▶ _Goal_
Please count how many lines in the records below contain the word "mountain", and reply with only that number.

━━ Material for this task

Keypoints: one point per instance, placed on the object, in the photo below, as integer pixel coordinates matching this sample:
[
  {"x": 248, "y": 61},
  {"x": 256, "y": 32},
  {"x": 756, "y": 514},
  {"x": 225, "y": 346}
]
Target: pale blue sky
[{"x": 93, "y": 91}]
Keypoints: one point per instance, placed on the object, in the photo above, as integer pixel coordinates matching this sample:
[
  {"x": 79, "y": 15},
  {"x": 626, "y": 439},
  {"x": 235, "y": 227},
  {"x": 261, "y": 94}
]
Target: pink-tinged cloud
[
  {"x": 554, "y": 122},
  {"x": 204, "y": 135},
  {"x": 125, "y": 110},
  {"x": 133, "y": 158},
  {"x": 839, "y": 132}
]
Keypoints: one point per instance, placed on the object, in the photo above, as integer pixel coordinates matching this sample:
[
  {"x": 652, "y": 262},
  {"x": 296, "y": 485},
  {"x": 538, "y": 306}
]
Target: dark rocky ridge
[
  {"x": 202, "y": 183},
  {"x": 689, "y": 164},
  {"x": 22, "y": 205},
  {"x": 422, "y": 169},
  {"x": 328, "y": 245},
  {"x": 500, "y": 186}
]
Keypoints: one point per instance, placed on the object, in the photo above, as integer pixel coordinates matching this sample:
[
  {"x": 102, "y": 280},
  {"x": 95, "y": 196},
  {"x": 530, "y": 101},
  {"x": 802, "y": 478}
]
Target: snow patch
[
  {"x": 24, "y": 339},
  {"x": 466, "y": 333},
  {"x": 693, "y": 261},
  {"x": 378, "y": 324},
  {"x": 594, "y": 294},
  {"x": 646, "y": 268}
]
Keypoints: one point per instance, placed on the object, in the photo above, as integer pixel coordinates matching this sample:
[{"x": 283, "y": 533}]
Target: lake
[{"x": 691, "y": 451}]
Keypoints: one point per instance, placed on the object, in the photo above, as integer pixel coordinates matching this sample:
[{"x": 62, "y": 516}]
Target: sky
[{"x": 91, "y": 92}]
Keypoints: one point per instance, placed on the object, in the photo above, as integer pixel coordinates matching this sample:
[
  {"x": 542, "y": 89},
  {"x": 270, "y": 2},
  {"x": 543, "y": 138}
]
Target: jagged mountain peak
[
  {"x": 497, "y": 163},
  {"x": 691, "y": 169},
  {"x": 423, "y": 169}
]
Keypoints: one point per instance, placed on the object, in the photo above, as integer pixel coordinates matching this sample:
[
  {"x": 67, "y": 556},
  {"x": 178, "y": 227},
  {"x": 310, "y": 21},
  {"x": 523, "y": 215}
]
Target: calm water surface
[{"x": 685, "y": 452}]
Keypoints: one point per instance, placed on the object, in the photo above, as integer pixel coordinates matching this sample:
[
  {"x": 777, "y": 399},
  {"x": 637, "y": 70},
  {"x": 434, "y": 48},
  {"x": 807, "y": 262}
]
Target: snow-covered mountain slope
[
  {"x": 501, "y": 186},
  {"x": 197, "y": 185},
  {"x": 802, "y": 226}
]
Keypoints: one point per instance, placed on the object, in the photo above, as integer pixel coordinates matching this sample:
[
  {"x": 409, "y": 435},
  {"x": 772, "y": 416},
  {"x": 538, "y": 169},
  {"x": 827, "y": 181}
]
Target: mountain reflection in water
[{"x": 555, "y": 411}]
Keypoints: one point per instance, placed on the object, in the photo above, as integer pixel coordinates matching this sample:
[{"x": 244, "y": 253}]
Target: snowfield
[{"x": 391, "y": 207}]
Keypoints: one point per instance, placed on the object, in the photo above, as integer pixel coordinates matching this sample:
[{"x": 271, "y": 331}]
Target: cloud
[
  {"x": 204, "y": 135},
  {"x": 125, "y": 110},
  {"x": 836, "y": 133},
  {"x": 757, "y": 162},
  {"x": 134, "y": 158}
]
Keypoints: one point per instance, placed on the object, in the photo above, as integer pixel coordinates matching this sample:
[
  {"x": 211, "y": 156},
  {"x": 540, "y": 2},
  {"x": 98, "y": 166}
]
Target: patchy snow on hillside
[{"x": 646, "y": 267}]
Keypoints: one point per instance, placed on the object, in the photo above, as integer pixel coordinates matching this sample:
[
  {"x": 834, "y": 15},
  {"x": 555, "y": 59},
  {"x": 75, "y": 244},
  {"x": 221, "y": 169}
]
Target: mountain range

━━━━

▶ _Solution for this task_
4